GIVEN EXERCISE = Please count how many lines in the data below contain the string "mouse", treating uppercase and lowercase letters as different, and reply with only that number.

ENTRIES SUPPLIED =
***
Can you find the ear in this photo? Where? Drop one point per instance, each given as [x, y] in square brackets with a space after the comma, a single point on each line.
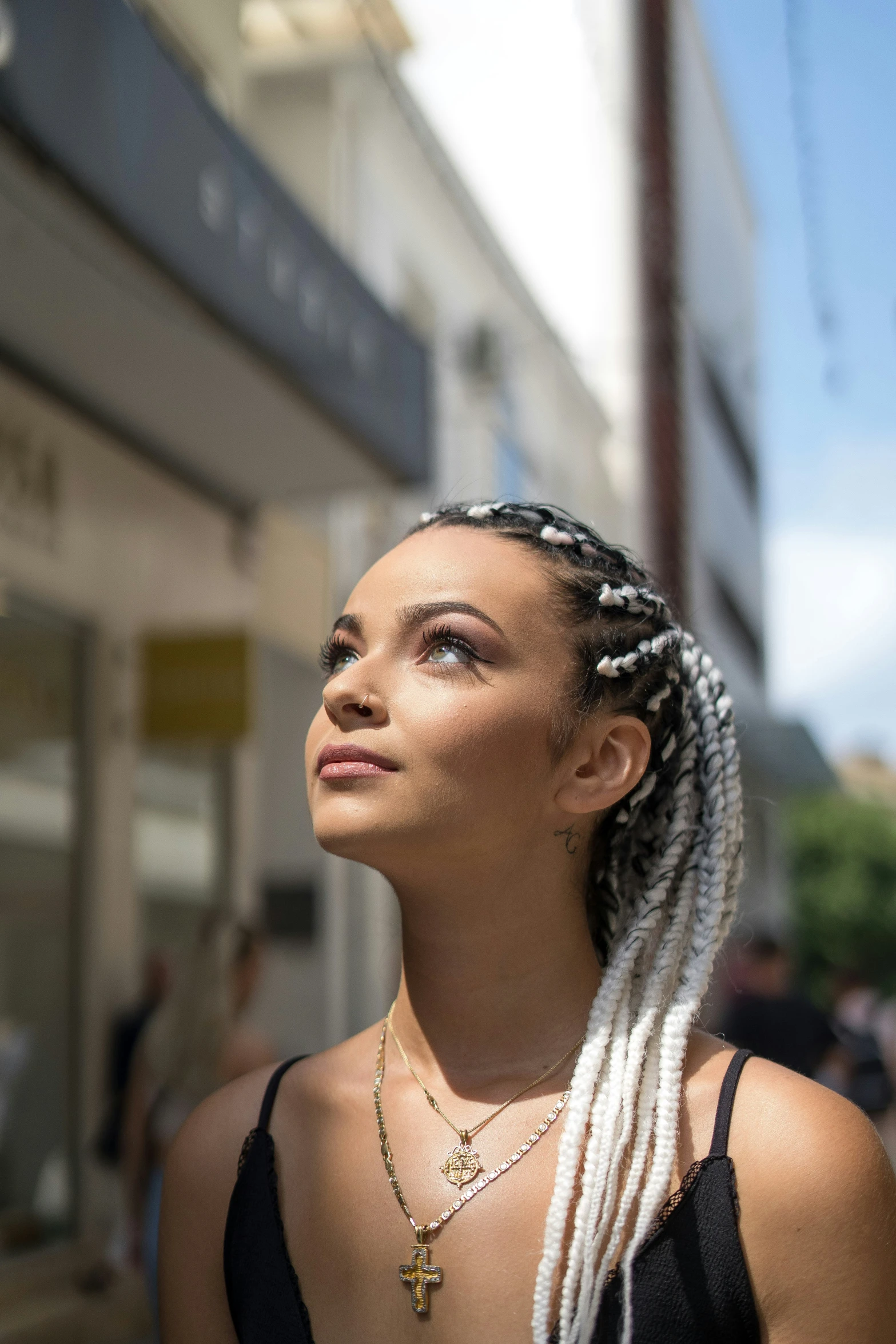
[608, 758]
***
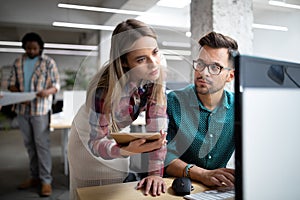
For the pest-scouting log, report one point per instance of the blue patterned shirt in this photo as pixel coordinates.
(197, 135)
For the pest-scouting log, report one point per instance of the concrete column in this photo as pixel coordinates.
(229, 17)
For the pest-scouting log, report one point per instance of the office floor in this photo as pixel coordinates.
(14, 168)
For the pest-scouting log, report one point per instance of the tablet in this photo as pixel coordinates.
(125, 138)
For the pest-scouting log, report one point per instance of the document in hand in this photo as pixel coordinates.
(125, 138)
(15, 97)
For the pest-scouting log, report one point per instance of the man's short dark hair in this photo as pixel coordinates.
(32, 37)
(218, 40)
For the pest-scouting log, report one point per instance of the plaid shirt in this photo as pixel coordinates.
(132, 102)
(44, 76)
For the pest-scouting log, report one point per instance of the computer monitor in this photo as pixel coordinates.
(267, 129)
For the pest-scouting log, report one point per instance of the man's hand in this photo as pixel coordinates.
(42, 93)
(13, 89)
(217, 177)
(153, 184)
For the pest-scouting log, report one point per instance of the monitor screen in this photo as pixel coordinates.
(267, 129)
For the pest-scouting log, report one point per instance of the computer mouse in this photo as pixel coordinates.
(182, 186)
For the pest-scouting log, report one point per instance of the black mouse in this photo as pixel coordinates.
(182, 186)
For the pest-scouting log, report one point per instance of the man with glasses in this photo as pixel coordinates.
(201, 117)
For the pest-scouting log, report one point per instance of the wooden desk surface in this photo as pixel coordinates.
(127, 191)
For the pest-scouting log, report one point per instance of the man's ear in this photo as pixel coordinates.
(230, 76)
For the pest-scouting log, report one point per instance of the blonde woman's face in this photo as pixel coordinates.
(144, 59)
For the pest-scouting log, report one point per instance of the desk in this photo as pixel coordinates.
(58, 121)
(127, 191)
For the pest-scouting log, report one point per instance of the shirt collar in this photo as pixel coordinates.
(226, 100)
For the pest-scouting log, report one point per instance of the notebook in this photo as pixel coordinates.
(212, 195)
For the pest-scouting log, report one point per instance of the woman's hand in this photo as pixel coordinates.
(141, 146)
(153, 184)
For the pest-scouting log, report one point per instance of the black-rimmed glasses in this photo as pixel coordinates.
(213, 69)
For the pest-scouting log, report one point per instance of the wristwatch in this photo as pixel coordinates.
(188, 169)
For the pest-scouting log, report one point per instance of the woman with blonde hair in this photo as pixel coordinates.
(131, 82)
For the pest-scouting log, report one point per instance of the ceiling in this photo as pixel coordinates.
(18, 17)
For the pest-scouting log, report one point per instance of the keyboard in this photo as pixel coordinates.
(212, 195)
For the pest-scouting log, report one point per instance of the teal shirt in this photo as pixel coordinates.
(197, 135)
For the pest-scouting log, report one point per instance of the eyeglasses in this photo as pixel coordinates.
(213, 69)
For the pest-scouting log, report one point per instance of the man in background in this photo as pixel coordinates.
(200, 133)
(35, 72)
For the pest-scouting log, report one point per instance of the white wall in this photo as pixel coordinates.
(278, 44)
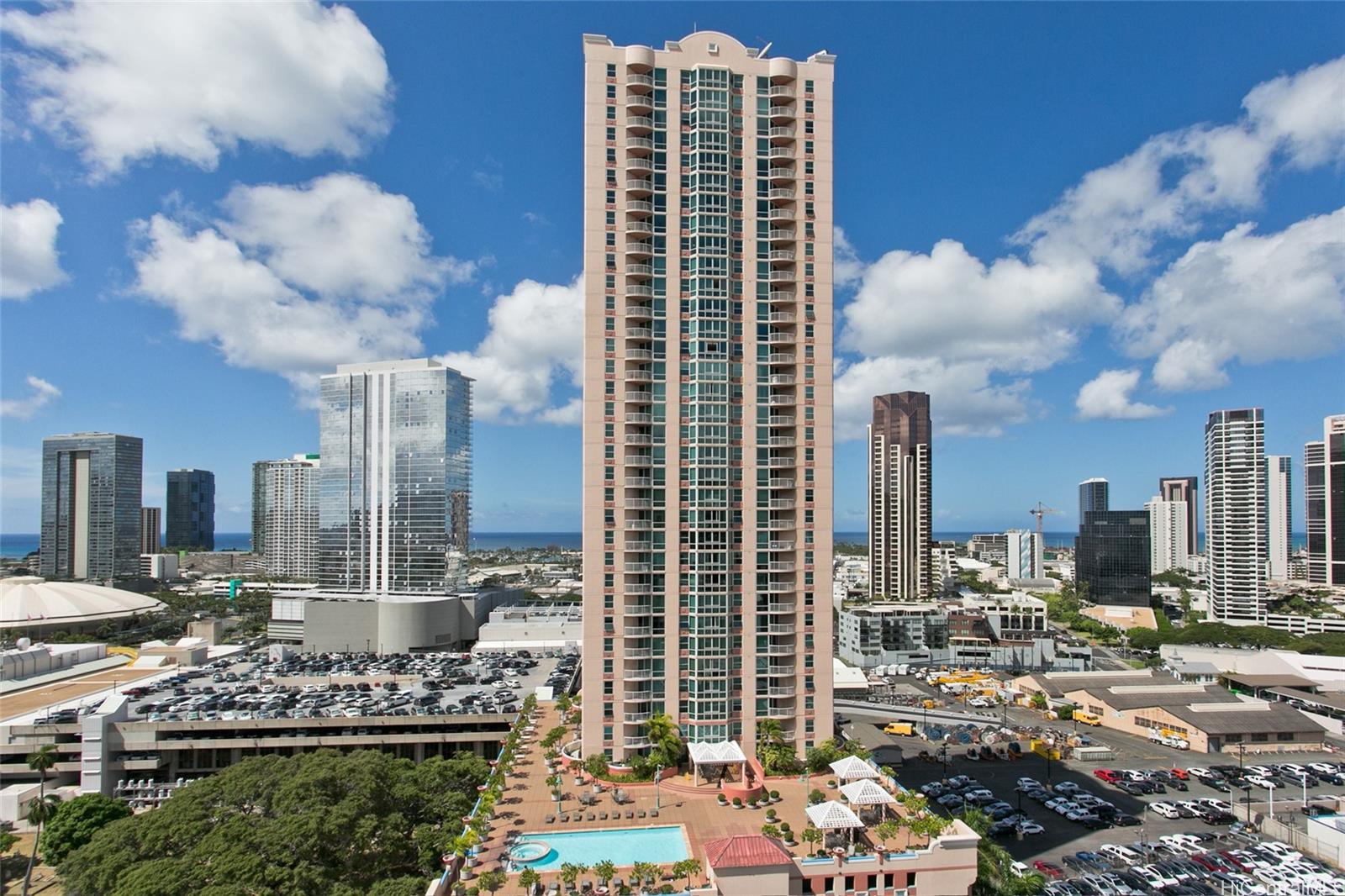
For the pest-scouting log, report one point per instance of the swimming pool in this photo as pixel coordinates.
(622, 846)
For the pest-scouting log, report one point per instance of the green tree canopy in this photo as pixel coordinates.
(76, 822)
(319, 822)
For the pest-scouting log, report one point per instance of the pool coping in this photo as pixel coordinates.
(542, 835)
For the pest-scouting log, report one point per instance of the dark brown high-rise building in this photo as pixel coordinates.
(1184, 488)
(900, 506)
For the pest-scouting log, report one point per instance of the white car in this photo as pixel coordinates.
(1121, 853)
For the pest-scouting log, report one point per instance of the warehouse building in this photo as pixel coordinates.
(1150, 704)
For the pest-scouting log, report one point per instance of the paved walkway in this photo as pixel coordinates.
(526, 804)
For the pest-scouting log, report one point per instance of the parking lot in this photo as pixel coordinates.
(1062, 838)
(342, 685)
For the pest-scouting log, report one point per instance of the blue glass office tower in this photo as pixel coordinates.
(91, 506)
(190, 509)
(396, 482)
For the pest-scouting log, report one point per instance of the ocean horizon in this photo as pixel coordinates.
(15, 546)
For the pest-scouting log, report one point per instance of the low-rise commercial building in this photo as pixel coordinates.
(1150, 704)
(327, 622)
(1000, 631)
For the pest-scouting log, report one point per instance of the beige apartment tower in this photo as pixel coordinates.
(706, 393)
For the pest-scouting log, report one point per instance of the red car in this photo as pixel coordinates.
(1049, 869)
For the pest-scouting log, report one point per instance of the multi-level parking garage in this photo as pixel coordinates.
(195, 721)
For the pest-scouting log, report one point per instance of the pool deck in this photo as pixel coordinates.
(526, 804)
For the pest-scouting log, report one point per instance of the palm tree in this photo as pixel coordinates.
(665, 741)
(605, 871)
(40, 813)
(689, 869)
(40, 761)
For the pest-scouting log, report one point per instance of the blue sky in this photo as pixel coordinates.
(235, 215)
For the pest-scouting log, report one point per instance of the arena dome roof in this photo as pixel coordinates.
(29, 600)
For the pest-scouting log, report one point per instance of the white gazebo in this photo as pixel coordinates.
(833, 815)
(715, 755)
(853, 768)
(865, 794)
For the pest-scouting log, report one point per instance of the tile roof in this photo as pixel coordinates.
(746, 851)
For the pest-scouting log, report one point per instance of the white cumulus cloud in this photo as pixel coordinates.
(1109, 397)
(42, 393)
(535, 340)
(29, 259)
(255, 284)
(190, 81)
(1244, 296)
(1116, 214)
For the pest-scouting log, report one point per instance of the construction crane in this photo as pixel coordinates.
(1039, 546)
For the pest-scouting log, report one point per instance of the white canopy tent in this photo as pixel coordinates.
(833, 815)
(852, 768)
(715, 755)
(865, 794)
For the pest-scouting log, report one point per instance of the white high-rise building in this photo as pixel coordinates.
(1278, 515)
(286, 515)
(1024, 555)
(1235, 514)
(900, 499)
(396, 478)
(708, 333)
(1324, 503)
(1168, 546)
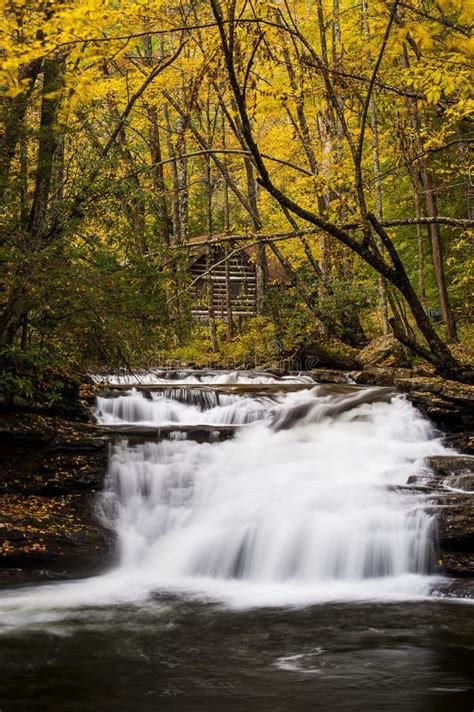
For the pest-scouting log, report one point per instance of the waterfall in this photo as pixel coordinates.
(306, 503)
***
FINAL RESULT = 2